▸ **DIRECTIONS FOR THIS TASK**
Reproduce the items verbatim, starting with their first line and going on through the line with "Query: rooftop antenna", including that line.

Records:
--*--
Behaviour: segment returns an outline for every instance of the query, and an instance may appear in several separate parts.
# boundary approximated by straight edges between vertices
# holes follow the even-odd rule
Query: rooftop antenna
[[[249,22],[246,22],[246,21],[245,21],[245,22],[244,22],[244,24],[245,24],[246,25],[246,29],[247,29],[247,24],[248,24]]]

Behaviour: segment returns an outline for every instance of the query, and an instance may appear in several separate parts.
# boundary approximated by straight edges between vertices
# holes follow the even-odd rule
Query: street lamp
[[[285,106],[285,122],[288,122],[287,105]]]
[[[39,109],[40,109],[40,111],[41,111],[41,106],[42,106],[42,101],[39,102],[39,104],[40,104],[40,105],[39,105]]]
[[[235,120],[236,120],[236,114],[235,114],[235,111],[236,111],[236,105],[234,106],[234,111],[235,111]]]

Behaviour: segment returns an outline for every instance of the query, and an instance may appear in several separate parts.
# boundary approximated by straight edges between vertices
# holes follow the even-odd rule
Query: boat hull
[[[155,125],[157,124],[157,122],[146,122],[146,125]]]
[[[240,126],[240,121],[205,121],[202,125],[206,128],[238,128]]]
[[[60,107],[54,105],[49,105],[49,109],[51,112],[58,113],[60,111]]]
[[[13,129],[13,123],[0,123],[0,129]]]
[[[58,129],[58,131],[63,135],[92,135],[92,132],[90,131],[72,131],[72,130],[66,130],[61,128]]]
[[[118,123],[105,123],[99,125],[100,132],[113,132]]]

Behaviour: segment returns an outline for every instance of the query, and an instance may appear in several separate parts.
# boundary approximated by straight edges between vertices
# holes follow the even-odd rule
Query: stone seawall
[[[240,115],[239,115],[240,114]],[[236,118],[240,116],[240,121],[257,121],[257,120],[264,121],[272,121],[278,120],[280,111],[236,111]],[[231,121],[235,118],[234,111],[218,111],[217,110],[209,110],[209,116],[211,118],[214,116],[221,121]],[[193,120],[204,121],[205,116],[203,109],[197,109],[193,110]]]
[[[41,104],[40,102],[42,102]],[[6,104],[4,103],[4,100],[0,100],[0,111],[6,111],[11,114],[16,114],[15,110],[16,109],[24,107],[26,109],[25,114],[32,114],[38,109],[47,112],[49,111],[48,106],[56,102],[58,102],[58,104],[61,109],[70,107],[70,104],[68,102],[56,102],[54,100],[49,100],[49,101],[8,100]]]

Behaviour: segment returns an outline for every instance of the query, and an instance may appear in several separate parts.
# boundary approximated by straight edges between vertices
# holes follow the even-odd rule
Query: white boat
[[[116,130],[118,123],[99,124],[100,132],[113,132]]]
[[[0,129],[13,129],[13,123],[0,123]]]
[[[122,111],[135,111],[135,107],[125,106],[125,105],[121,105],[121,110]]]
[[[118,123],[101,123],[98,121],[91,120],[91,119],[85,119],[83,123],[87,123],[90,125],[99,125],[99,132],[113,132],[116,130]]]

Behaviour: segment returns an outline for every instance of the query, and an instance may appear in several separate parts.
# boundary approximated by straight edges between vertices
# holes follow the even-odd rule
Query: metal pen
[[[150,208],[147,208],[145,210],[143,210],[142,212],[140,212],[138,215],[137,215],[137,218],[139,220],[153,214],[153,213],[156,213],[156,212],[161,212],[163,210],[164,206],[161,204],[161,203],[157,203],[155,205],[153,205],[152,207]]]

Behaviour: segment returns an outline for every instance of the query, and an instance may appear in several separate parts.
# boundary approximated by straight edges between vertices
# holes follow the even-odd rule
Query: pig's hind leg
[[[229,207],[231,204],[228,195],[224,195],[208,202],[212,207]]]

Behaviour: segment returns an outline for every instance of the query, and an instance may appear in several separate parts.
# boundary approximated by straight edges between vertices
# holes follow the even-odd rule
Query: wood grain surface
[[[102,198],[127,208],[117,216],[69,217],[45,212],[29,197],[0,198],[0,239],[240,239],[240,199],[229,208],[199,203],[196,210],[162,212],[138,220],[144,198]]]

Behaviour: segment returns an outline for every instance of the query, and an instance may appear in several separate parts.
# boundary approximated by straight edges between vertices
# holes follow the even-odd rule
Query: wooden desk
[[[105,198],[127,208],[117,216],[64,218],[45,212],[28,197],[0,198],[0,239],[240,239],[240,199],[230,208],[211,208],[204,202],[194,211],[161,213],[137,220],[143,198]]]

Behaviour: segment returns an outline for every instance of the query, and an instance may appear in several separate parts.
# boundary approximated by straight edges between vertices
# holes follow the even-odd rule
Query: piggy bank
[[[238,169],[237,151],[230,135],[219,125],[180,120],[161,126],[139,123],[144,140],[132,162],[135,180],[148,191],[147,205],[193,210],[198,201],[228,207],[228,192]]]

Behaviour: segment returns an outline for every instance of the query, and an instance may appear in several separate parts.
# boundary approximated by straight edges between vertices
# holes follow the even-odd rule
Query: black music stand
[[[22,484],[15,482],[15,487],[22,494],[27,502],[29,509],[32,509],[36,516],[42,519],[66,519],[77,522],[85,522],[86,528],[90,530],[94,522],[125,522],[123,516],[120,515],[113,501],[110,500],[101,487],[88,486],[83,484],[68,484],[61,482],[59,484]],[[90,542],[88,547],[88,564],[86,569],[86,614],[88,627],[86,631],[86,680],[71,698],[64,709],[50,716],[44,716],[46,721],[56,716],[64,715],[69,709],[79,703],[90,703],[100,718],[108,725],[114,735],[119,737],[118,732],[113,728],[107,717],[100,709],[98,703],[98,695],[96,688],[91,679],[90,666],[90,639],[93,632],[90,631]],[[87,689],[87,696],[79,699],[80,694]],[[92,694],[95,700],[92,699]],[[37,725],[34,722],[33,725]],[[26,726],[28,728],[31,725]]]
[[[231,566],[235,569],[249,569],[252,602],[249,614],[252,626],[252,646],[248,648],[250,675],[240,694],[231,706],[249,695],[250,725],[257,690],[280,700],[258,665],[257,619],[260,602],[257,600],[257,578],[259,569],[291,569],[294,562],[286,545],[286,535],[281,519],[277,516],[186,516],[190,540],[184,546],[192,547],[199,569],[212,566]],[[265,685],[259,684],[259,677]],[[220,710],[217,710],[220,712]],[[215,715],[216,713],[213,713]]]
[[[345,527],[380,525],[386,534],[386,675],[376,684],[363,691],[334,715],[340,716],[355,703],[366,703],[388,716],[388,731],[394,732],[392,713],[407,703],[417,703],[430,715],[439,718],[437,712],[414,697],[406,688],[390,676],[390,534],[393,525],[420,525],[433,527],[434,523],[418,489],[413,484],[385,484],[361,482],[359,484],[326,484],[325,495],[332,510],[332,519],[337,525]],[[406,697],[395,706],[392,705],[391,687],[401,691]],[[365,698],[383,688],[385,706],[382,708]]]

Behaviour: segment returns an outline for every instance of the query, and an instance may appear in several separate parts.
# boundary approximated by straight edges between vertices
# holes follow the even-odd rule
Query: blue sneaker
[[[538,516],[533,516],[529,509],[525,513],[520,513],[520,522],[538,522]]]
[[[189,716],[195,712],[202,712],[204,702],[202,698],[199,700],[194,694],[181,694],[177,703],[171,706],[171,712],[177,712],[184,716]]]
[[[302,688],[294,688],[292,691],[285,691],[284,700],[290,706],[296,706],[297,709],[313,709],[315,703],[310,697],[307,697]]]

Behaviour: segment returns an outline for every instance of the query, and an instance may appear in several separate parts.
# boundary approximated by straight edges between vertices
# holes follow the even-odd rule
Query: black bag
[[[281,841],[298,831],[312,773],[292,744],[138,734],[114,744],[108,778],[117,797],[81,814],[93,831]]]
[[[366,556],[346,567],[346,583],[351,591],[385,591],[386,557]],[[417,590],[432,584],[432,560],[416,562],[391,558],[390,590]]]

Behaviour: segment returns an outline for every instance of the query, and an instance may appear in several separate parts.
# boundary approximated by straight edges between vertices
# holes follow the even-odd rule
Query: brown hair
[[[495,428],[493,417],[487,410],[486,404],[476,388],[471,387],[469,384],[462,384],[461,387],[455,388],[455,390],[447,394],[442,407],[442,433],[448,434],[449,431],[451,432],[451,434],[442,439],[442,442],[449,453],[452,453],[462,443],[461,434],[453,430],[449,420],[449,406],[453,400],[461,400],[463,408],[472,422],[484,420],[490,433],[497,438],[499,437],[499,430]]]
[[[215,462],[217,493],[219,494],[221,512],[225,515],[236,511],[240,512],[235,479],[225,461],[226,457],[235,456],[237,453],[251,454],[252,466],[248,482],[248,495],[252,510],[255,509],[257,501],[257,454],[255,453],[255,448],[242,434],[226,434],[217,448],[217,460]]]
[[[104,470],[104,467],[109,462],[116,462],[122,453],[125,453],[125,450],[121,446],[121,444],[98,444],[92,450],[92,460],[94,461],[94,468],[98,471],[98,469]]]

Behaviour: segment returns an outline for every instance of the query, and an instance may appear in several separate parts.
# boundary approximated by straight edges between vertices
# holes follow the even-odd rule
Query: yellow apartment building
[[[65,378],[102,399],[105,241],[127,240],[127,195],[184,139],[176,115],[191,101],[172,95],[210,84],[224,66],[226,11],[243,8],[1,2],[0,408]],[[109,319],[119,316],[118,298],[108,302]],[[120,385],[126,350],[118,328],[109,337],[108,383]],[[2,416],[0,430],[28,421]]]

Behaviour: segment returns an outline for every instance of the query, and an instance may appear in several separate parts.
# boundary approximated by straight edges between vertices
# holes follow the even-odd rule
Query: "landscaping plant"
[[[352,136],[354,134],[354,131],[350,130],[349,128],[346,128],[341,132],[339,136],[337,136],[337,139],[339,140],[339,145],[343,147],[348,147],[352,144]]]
--*--
▸ **THE ANSWER**
Behaviour: segment returns an outline for every instance of the query, and an instance may appear in several separate parts.
# boundary approximated by straight edges between vertices
# holes follow the even-odd rule
Query: rooftop antenna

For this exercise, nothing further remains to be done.